> [Stated exercise]:
Count the lines in the rows below that contain the word "burning" and give only that number.

> [Supplied entries]:
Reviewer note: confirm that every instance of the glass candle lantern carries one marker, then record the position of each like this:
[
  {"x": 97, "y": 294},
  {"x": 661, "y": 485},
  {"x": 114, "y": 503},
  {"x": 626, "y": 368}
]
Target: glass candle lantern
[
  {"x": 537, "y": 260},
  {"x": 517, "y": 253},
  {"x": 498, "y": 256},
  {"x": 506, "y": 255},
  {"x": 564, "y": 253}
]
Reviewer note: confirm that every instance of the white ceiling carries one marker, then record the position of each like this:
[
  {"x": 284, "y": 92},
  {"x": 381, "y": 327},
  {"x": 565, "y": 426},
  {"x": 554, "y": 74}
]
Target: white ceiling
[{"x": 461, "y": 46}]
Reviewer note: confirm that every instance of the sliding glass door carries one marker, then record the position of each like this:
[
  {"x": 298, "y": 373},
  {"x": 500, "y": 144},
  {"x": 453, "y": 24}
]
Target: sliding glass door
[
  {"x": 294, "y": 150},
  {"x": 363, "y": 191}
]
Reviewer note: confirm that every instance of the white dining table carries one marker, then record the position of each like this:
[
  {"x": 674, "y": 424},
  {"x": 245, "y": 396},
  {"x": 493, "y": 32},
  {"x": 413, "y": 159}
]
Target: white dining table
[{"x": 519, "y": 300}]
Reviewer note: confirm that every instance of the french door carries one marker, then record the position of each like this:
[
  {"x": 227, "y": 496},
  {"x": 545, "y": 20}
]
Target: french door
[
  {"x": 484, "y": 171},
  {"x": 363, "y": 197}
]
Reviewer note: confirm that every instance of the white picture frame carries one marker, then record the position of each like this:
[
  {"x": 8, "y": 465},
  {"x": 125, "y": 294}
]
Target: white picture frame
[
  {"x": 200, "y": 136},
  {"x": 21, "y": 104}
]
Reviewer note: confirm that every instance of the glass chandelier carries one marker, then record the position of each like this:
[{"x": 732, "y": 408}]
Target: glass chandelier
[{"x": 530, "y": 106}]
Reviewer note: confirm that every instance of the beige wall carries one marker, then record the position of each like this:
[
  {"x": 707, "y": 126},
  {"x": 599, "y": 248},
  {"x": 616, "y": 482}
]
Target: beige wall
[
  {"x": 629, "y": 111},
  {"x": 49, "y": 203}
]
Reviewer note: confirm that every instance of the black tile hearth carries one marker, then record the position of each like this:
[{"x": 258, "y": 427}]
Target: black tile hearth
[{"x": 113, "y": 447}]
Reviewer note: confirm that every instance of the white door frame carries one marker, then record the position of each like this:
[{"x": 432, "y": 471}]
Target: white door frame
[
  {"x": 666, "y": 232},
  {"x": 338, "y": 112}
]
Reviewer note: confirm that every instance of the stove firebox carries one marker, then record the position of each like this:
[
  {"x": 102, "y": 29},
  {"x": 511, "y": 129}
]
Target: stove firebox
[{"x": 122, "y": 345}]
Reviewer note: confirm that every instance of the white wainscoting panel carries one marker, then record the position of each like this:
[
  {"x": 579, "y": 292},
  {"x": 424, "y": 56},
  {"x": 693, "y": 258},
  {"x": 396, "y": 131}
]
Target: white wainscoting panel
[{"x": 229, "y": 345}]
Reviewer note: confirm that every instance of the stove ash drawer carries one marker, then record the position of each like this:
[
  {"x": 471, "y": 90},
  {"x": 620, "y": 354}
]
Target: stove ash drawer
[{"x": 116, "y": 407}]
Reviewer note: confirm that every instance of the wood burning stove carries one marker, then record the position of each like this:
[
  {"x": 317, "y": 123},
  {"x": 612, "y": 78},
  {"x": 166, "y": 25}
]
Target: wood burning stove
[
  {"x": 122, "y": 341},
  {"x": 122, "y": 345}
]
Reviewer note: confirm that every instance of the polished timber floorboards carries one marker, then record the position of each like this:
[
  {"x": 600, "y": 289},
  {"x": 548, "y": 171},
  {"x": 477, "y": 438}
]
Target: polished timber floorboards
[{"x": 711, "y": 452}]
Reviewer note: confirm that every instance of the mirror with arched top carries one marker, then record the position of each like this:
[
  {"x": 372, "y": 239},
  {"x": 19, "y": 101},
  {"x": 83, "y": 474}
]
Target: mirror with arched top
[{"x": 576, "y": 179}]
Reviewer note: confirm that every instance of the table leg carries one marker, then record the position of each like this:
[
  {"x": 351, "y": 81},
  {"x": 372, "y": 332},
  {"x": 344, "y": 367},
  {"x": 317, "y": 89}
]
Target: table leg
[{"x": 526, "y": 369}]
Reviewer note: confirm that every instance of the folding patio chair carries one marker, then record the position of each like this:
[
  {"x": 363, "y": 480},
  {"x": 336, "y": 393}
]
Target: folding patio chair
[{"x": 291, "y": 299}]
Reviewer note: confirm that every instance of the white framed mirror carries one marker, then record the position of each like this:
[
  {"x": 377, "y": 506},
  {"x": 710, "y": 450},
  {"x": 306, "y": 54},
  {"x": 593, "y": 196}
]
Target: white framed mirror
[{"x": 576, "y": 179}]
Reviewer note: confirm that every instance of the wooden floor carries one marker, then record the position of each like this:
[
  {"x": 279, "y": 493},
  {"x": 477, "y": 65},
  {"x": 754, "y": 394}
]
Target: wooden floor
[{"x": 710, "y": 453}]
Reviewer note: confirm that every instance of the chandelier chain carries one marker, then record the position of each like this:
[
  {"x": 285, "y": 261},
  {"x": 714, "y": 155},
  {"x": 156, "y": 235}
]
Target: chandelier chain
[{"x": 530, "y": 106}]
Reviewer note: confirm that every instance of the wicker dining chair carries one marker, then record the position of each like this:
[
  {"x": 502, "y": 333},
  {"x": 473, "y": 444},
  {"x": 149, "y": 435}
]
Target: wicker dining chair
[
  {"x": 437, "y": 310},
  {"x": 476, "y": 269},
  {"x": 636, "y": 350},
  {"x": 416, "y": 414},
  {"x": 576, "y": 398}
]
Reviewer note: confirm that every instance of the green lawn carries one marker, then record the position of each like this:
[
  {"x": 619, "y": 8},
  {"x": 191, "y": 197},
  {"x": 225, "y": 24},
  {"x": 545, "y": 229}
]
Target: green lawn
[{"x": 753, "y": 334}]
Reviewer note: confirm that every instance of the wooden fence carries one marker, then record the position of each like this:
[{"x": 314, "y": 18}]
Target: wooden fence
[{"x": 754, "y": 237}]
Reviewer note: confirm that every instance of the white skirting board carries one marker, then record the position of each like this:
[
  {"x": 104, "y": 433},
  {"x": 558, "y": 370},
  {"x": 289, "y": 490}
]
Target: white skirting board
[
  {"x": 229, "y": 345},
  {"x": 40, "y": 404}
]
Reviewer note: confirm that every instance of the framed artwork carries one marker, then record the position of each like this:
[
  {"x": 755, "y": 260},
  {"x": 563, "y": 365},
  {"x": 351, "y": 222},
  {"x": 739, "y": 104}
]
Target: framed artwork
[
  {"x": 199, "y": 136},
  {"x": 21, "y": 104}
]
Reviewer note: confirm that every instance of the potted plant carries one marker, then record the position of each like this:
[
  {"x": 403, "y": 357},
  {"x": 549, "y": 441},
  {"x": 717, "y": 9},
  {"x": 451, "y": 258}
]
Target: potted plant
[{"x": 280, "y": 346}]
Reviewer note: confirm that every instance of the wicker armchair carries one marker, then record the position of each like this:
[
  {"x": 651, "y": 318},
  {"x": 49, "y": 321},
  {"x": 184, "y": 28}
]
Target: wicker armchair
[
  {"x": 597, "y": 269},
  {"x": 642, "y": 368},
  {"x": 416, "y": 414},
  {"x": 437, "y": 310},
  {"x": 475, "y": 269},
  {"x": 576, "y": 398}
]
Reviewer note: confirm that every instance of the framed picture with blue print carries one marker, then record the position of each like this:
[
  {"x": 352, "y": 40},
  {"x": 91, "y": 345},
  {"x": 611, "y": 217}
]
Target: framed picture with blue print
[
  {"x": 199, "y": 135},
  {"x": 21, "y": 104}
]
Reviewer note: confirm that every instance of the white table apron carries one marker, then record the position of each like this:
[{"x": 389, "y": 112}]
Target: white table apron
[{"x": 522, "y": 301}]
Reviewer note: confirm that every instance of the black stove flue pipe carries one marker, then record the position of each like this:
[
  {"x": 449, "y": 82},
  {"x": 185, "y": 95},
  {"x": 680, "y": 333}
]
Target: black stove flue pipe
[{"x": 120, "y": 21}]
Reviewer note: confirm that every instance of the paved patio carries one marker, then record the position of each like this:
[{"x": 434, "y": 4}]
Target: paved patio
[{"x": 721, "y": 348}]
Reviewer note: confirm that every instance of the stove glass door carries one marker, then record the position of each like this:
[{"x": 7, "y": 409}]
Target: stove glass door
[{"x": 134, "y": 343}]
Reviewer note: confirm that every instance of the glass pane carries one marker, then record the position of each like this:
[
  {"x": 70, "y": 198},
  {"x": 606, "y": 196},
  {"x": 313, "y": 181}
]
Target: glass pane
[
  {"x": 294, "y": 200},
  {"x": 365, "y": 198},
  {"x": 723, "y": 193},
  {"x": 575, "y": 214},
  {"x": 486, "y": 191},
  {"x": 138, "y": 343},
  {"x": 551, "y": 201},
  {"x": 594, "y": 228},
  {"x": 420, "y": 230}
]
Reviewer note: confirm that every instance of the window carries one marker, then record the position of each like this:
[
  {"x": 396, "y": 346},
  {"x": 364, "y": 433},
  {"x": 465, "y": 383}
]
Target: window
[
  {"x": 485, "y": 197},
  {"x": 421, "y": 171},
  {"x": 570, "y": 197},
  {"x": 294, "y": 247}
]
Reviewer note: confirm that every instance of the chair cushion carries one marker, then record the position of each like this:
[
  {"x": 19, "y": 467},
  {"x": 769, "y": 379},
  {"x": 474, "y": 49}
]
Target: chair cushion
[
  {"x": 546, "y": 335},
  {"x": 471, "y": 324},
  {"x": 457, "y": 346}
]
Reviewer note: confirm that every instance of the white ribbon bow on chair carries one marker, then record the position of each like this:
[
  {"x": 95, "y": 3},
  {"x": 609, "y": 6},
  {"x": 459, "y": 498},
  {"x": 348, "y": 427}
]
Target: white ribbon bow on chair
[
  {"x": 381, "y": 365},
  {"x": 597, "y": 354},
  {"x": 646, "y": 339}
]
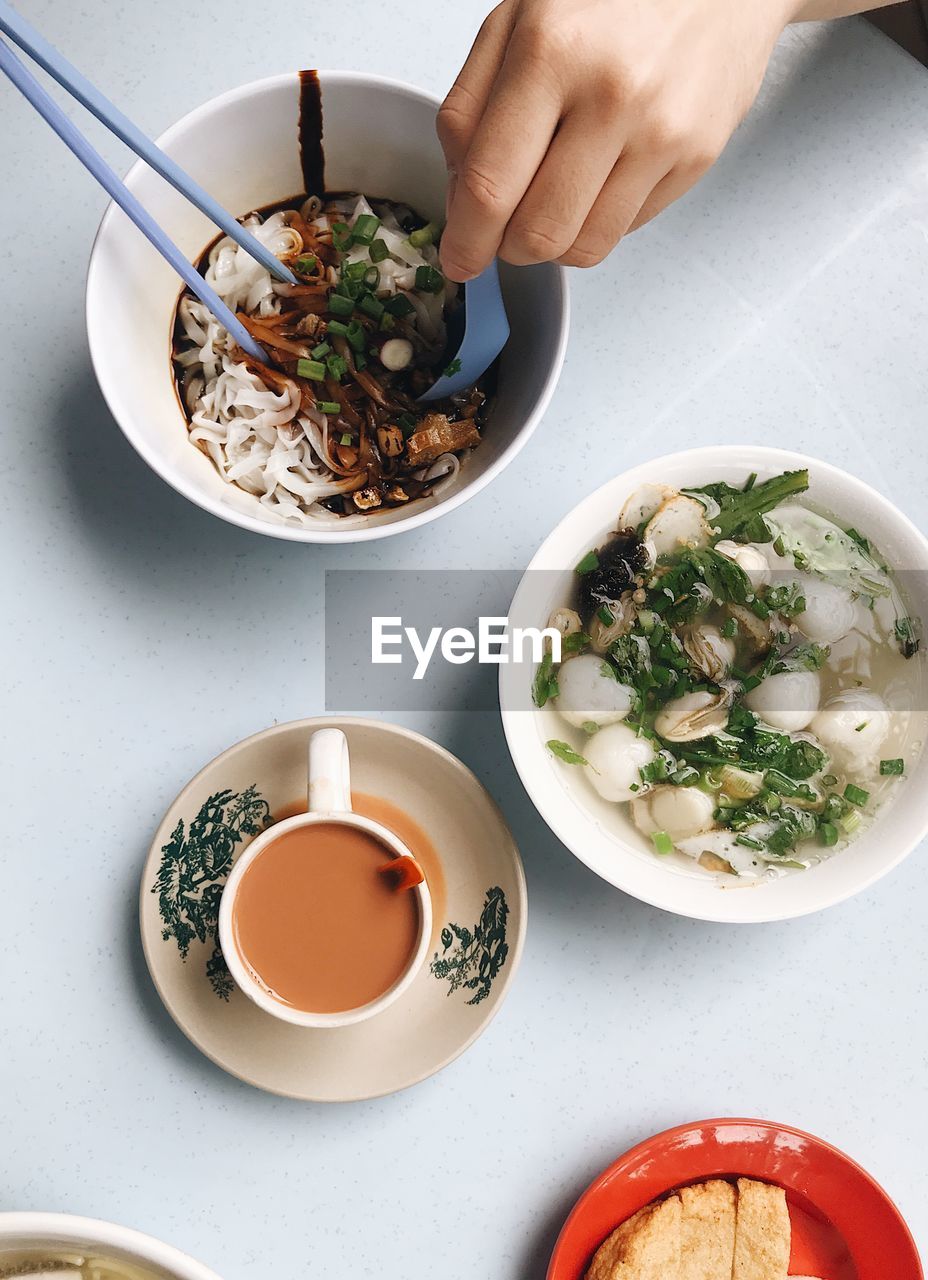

> [Written reply]:
2